What the task asks » All the lines below should appear again unchanged, though their pictures should not.

Referring expression data »
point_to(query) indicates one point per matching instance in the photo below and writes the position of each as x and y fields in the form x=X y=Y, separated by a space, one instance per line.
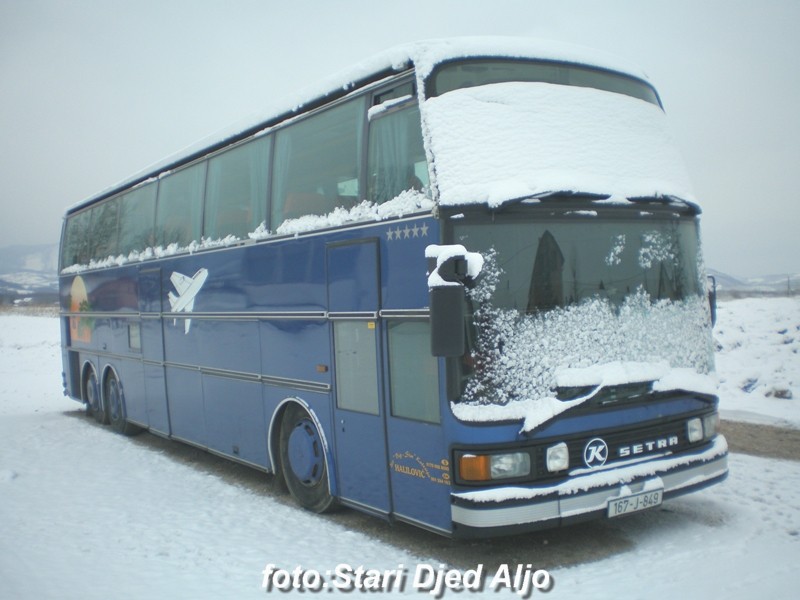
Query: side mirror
x=449 y=267
x=712 y=298
x=447 y=320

Output of the task »
point_to(query) indicates one point per matching instance in the photo below and writes the position of each as x and y fields in the form x=X y=Y, separated by a space, one instance per line.
Query: side mirror
x=449 y=267
x=712 y=298
x=447 y=320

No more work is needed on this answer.